* _Records for this task_
************
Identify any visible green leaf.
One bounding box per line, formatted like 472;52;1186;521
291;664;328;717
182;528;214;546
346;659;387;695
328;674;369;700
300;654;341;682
************
* _Instructions for the task_
Could you update the data above, putting "yellow" wherever "green" appears and keeping everything else unchanged?

* _Response to this exercise_
Identify any visible yellow leaf.
One bounding box per line, formatted like 472;52;1186;521
291;664;328;717
182;528;214;546
346;659;387;695
328;674;369;700
300;654;341;682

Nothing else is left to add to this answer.